> **Study text**
Of course, you don’t want to constantly modify your process or switch tools. You just want to be careful to ensure that you’re not too attached to certain tools or methodologies if they aren’t actively helping you improve the quality of your product. The tools and process are only a means to an end. Quality is what really matters.

Automate but verify.

Automation is one of the most powerful testing tools available, but it’s not perfect. You should always seek to leverage automation, but human testing will always be needed to find the problems that the automated tests overlook or to find the subjective issues that a computer would never catch.

It’s important that the team recognize both the strengths and weaknesses of both automated and manual testing. They complement each other, and one isn’t any more or less important than the other. To achieve the best results, both needed to be valued.

Be ready to recognize tradeoffs.

At every step of creating something, there are countless opportunities to neglect quality. Some of these opportunities present valid cases where subjective quality can justifiably be sacrificed to some small extent. The catch is that the majority of bugs and technical issues are not subjective. They are known problems in a system, and they will create costs down the line if they affect customers.

> **Task set**
1 - Decide whether each statement below agrees with the passage on software quality, answering yes or no and quoting the words of the passage that settle it. (a) Automated testing matters more than manual testing. (b) Most bugs and technical issues are subjective. (c) Tools and process serve only as a means to an end.
2 - Retype the passage on software quality, starting with "Automation is one" and going on through "to be valued.".

(Dataset entries)

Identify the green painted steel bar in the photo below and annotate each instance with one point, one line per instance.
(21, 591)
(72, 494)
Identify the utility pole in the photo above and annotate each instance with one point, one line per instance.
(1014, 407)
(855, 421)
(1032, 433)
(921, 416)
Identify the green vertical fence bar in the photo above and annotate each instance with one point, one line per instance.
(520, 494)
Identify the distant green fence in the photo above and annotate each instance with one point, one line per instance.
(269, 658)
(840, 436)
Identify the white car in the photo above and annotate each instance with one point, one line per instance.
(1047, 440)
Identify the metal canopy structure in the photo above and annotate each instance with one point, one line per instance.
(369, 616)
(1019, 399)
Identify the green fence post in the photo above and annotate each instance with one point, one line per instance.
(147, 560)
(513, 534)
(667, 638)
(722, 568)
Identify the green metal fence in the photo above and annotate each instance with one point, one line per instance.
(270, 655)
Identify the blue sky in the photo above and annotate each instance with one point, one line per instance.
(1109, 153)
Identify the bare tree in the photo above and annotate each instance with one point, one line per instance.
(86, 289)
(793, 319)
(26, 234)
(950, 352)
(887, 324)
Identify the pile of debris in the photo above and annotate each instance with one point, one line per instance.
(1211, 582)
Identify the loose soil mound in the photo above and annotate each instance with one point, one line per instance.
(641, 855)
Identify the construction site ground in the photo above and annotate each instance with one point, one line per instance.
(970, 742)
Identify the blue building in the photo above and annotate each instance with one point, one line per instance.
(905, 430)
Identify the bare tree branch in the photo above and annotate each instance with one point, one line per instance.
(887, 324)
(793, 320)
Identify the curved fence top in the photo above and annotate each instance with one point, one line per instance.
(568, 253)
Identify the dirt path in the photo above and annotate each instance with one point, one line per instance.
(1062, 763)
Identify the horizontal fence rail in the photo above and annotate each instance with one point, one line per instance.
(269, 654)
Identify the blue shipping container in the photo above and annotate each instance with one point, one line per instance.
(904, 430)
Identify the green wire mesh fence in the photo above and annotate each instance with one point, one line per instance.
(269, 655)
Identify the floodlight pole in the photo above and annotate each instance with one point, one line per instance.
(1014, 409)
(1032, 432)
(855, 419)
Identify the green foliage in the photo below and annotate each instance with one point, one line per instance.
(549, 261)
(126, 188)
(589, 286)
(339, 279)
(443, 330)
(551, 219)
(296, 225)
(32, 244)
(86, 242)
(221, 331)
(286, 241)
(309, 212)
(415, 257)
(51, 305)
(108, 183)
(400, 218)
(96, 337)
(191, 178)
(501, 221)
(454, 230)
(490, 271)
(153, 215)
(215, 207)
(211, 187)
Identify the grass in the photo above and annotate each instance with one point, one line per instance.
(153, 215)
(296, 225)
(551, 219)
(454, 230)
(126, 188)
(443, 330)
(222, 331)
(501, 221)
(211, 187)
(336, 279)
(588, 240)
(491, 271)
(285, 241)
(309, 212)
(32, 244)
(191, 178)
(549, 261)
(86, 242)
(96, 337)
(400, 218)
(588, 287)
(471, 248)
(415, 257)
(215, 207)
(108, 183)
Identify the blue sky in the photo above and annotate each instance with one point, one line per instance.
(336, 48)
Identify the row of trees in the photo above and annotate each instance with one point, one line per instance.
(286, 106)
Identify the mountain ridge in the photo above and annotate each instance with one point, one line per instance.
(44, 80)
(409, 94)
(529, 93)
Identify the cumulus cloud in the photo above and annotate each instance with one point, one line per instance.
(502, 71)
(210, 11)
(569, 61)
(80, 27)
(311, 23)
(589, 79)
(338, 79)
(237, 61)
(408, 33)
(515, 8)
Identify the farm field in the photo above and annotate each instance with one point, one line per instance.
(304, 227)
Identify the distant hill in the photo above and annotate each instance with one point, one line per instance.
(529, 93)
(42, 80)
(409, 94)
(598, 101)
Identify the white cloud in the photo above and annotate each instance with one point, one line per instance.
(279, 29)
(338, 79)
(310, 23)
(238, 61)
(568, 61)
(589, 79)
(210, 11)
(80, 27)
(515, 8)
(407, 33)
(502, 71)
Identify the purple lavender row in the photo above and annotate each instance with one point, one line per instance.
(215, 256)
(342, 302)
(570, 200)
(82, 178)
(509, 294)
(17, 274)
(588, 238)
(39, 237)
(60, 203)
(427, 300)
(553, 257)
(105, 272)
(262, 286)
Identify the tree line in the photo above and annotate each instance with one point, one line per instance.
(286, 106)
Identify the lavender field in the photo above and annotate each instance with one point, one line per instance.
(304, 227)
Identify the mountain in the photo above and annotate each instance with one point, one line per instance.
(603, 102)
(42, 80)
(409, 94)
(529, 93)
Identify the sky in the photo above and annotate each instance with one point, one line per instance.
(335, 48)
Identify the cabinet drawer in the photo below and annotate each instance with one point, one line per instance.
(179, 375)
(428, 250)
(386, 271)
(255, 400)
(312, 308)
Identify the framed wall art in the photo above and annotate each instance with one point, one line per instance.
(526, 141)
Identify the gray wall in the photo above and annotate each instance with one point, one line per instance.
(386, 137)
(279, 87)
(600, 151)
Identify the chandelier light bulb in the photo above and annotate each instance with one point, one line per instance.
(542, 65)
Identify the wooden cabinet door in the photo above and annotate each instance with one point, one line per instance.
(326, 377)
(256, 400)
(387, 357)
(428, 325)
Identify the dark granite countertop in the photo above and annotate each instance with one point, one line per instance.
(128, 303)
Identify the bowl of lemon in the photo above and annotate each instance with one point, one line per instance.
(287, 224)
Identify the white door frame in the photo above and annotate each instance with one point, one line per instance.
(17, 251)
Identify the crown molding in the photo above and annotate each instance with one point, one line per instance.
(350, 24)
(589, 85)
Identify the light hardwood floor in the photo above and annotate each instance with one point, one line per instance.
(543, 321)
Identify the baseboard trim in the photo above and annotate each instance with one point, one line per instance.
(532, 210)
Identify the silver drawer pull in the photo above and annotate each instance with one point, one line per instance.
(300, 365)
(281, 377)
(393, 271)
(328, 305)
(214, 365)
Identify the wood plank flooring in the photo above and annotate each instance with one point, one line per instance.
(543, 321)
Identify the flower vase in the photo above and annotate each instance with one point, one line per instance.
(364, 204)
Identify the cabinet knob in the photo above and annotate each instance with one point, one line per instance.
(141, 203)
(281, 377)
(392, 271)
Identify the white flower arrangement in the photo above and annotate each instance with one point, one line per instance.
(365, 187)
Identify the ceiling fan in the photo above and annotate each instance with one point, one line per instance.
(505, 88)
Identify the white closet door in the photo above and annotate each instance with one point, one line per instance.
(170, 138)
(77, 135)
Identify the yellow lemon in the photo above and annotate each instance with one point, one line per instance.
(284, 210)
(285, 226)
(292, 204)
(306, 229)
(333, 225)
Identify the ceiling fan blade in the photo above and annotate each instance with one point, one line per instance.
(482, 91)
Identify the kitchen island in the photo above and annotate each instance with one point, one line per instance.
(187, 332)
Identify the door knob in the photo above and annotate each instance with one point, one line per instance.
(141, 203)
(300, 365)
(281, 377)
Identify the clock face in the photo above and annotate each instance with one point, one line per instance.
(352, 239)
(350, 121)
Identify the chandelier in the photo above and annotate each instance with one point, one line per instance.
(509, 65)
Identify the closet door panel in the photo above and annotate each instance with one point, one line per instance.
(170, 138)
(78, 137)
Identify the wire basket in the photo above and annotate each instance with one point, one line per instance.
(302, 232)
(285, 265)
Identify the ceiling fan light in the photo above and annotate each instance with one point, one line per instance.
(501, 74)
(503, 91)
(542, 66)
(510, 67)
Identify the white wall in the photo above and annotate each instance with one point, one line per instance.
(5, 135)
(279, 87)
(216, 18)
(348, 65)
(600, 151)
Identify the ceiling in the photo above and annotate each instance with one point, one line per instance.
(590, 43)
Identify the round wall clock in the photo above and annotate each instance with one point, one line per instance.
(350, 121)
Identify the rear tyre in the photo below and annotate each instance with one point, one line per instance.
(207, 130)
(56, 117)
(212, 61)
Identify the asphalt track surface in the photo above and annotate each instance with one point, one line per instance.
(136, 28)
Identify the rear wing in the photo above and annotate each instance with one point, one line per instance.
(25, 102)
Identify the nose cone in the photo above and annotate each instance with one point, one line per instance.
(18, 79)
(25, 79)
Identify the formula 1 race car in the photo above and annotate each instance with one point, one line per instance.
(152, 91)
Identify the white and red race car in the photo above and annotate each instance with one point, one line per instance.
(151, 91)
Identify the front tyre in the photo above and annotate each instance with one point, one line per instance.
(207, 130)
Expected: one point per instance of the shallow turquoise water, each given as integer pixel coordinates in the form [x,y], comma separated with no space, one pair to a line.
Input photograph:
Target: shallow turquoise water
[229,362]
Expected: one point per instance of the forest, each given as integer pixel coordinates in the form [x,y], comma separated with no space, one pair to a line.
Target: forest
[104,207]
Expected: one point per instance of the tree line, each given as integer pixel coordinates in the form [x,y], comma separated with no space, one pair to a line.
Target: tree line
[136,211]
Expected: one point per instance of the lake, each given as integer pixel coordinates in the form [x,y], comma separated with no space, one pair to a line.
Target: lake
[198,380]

> **Task-by-task outputs**
1 -
(a) No: "one isn’t any more or less important than the other."
(b) No: "the majority of bugs and technical issues are not subjective."
(c) Yes: "The tools and process are only a means to an end."

2 -
Automation is one of the most powerful testing tools available, but it’s not perfect. You should always seek to leverage automation, but human testing will always be needed to find the problems that the automated tests overlook or to find the subjective issues that a computer would never catch.

It’s important that the team recognize both the strengths and weaknesses of both automated and manual testing. They complement each other, and one isn’t any more or less important than the other. To achieve the best results, both needed to be valued.